• _Task statement_: Lift out all lines below that contain "steel".

- - - - -

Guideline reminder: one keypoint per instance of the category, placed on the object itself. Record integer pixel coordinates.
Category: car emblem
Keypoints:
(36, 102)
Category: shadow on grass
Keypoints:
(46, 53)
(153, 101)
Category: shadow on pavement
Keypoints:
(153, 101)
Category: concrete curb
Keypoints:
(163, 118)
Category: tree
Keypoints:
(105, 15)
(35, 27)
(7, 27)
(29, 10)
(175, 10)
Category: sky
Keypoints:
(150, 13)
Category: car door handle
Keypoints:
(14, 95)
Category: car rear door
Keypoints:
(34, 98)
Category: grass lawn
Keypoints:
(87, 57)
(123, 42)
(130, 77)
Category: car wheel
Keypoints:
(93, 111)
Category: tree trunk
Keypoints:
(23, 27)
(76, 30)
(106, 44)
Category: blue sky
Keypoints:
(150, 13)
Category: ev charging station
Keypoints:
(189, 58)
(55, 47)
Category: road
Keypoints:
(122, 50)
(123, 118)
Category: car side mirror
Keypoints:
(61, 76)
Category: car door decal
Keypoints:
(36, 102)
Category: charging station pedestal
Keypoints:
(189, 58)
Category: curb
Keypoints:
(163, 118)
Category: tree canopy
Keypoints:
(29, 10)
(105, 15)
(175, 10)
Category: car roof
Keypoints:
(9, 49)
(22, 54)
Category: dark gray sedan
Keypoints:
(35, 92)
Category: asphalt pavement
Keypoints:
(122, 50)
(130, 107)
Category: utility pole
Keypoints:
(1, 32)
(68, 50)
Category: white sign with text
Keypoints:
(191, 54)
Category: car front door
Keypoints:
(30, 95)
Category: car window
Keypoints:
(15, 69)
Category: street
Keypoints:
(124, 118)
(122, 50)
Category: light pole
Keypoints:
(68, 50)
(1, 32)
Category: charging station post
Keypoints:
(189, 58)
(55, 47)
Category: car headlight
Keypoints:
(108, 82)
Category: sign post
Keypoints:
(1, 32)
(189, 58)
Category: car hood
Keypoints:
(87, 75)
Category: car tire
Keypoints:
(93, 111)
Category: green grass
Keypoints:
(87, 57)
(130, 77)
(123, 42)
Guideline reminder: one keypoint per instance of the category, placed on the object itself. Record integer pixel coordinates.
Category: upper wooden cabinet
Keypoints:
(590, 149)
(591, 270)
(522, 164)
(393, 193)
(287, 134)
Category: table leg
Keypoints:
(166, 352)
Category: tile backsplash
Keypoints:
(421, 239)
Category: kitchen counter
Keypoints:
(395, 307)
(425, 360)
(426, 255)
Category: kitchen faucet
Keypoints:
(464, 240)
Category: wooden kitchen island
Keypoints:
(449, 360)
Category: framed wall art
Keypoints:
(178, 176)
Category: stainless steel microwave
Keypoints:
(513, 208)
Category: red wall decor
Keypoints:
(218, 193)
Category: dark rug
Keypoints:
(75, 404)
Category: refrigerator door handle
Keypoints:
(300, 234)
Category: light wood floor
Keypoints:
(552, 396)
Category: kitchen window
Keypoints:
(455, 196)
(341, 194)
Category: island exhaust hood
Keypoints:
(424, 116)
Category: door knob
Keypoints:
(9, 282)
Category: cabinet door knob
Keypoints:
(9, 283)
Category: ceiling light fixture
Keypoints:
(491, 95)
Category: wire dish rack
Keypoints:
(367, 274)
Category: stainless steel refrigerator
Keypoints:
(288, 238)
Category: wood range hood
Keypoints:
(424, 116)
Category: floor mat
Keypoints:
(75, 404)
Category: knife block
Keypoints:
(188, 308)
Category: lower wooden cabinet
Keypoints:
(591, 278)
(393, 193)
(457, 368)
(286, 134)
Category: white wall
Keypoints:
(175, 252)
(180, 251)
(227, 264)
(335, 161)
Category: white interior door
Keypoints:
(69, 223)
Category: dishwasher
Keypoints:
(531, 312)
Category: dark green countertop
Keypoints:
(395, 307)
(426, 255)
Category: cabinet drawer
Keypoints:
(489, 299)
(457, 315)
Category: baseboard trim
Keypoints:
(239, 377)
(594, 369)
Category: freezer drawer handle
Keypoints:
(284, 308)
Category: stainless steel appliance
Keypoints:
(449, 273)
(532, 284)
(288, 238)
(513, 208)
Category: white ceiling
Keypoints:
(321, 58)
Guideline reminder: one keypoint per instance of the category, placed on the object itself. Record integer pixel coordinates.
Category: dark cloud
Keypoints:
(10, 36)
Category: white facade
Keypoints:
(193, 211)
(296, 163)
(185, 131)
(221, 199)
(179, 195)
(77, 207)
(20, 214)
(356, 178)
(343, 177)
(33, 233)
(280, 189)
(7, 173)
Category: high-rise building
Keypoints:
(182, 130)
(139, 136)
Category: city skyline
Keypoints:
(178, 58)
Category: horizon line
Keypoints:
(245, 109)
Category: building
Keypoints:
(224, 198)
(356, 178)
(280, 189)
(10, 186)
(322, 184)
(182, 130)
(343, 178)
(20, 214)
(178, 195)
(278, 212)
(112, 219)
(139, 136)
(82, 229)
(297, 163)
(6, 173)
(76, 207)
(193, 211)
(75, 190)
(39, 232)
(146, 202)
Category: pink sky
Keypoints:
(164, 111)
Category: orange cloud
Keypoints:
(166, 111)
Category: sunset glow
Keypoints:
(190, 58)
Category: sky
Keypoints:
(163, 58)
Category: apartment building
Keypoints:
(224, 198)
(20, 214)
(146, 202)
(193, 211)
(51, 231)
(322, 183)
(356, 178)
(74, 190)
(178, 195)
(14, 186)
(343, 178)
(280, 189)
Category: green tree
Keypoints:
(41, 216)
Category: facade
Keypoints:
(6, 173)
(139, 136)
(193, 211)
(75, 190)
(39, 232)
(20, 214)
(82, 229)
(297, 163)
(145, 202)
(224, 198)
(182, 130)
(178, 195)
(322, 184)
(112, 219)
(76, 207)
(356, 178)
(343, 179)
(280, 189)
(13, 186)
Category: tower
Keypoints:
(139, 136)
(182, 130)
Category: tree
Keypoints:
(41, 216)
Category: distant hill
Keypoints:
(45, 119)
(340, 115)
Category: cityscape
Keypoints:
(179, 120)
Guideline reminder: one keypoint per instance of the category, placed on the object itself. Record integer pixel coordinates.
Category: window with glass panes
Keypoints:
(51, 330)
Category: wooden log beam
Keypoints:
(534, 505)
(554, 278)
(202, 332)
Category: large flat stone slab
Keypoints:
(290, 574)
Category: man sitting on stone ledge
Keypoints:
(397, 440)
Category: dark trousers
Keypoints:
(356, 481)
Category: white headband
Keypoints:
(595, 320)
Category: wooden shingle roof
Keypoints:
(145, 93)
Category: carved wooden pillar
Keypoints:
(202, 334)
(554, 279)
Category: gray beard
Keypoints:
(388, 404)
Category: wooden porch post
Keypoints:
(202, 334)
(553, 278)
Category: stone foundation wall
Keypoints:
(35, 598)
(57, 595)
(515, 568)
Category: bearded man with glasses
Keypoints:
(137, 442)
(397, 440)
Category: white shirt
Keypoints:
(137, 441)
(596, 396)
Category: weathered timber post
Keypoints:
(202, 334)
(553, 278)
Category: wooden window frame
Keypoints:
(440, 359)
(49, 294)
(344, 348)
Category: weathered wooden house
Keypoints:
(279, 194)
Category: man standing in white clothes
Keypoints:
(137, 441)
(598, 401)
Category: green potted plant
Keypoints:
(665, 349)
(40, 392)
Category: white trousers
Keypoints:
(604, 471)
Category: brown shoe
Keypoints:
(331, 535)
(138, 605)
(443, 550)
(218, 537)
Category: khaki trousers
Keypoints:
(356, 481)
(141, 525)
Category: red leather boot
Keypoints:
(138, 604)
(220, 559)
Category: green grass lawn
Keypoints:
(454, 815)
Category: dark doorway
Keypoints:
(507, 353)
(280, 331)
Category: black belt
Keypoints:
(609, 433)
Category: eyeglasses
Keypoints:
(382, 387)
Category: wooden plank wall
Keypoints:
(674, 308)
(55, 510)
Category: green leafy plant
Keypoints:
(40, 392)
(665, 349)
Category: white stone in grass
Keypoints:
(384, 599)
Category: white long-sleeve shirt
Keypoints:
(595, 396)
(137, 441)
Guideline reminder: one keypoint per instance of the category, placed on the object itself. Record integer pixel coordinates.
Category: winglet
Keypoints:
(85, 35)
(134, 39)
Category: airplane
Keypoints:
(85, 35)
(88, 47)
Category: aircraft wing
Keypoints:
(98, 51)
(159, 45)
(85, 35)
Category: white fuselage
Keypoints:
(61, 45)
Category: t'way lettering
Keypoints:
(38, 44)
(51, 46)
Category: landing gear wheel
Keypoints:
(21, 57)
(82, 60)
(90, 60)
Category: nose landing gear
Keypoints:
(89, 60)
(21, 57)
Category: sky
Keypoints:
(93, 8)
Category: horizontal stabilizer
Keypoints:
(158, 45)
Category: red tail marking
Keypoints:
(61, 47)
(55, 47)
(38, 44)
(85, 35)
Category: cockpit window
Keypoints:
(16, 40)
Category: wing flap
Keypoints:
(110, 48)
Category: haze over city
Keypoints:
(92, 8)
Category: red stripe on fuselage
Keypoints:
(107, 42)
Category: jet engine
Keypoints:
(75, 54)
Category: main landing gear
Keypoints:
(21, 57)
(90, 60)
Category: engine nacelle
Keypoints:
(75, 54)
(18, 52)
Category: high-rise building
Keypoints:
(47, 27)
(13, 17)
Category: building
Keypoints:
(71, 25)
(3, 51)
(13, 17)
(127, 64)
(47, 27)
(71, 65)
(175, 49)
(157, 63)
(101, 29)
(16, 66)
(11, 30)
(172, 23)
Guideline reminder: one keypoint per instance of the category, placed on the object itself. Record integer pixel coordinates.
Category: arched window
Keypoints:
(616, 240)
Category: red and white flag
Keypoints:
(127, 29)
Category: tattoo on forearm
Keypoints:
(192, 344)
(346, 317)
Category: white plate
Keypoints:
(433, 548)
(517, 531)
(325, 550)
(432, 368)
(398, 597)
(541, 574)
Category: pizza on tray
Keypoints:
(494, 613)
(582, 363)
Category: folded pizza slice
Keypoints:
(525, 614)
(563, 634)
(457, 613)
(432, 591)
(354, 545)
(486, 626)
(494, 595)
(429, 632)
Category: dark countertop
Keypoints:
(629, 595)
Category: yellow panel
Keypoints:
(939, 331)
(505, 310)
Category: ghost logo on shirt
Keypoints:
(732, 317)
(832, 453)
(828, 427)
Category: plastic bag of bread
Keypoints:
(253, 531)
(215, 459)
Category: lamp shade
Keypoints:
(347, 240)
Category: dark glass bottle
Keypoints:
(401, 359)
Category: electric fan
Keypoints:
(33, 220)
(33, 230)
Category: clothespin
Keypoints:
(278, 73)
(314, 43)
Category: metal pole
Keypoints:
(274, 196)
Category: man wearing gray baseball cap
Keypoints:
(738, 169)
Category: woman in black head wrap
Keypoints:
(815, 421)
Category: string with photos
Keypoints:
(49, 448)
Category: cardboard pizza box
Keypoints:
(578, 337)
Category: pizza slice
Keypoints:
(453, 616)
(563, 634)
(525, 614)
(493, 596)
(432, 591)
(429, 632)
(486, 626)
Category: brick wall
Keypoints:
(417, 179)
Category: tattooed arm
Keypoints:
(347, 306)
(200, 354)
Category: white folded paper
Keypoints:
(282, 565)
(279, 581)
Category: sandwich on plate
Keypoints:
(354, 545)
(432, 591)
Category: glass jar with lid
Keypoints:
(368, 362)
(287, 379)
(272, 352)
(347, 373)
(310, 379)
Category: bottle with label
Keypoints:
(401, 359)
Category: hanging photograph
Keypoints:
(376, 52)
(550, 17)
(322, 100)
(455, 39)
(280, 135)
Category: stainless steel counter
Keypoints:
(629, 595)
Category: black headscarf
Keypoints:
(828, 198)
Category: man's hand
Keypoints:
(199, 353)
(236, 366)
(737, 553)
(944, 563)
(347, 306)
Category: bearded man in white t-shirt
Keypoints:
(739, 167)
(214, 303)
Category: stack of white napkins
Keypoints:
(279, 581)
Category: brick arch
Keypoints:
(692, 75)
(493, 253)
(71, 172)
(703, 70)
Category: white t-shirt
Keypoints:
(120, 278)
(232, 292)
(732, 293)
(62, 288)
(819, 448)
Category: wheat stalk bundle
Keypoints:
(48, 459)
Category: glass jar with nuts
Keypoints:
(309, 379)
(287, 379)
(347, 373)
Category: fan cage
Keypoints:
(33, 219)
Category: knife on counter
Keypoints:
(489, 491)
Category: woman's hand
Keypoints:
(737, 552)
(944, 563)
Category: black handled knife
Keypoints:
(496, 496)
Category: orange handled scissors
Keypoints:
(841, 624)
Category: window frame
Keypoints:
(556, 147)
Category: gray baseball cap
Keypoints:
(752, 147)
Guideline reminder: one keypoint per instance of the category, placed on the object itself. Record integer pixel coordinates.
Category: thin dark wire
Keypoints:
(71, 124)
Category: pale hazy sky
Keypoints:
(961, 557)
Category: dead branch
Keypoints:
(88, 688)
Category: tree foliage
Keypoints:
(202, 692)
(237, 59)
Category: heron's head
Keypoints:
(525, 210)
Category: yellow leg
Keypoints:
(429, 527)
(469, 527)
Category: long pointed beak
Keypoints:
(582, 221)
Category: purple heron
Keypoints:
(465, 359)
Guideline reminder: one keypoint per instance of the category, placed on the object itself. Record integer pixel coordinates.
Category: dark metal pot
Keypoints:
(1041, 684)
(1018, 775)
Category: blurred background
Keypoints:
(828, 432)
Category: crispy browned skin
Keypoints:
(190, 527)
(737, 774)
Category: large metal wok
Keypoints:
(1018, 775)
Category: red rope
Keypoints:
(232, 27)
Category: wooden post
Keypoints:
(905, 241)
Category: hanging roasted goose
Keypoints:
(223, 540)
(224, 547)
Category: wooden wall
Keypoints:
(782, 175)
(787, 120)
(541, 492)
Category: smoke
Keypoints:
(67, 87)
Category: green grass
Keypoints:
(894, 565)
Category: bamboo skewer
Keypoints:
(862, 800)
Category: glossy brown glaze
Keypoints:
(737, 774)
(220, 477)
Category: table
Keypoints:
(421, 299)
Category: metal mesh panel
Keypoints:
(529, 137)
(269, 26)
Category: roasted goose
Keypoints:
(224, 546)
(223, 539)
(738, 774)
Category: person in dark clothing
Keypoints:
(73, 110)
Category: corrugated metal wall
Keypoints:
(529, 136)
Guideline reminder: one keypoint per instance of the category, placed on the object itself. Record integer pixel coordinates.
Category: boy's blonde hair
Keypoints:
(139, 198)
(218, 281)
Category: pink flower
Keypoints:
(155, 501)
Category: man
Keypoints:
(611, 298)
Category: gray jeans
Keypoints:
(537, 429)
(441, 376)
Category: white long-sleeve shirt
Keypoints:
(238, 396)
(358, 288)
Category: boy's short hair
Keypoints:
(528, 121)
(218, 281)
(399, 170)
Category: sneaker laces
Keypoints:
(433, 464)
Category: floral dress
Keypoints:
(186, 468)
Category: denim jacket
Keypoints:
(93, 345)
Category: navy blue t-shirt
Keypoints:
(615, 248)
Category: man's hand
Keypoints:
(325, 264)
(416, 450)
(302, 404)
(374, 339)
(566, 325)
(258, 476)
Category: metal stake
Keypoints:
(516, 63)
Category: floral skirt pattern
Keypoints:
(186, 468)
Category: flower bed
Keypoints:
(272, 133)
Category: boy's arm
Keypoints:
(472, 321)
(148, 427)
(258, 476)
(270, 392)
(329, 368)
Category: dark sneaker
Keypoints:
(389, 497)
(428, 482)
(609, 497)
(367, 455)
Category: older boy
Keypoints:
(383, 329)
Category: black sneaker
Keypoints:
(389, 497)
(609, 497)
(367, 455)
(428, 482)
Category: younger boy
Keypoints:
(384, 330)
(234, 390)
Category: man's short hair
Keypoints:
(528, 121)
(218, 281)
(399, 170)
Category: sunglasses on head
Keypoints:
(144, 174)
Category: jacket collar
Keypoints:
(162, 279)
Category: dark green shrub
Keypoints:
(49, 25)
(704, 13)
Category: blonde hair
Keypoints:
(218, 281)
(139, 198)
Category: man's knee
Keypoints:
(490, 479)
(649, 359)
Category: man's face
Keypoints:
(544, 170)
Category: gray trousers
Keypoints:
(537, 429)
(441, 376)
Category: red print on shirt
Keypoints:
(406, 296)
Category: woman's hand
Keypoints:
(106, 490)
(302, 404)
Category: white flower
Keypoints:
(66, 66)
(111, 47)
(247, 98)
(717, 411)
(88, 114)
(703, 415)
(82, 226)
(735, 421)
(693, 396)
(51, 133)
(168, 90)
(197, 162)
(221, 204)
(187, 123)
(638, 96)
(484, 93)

- - - - -

• _Result_:
Category: stainless steel microwave
Category: stainless steel refrigerator
Category: stainless steel appliance
Category: stainless steel counter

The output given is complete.